The purpose of this article is to assess the risk of an innovative hydraulic cylinder prototype. Thus, this is an example of a technical innovation prototype. The assumptions of the SWOT/TOWS analysis, being one of the methods used to identify the risk factors, were used in the presented assessment. In addition, due to the innovative nature of the prototype, the basic assumptions of the multi-criteria technical innovation risk assessment method were also used, presented, e.g., in the works [24]. Therefore, the indirect goal was also to develop a risk assessment method dedicated to innovative prototypes. Due to the rapidly changing environmental conditions, the prototype risk assessment has presently become necessary and still needed ahead of the decision itself to start production. The prototype of an innovative hydraulic cylinder was made of carbon fiber-reinforced epoxy with a nanocomposite layer to ensure proper conditions of cooperation between the piston and the internal surface of the cylinder [25]. The use of modern materials such as plastics [26] or composite materials [27,28] is a strong trend in the development of hydrostatic drive components.

Risk assessment of a prototype innovation can be a milestone in the development of a new product, so it should be carried out even before the commercialization of research results. The literature on the subject presents a concern for the risk assessment of innovations. However, before the project/prototype passes the testing phase, it may turn out that its commercialization is not profitable. Few studies deal with risk assessment in product creation and development [29]. The need to develop this area of research can also be found in the work [30]. The authors emphasize the need to adapt existing methods for evaluation at an early design stage which, unfortunately, has not been effectively developed to date. The authors of this paper noticed the need to develop a method dedicated just to prototypes to avoid costs and waste of time spent on potentially ineffective actions. It will be an important contribution to the development of innovation management theory but also to applied research as a concrete scheme of conduct in the case of risk assessment of innovation prototypes.
==============================
## SHORT PROBLEM A
Translate this sentence from the passage on prototype risk assessment into Spanish: "Thus, this is an example of a technical innovation prototype."
## SHORT PROBLEM B
Return each line of the entries that contains the word "tower".
The passage on prototype risk assessment and the entries that follow it are unrelated.
==============================
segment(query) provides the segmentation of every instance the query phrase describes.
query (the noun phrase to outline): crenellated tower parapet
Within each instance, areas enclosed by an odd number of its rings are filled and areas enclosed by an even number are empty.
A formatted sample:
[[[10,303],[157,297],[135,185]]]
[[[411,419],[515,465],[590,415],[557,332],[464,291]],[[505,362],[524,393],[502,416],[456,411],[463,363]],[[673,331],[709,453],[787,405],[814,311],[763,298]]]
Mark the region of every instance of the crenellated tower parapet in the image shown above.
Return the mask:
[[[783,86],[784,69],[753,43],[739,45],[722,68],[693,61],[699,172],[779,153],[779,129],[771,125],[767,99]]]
==============================
## CORRECT ANSWER A
Por lo tanto, este es un ejemplo de un prototipo de innovación técnica.

## CORRECT ANSWER B
query (the noun phrase to outline): crenellated tower parapet
Mark the region of every instance of the crenellated tower parapet in the image shown above.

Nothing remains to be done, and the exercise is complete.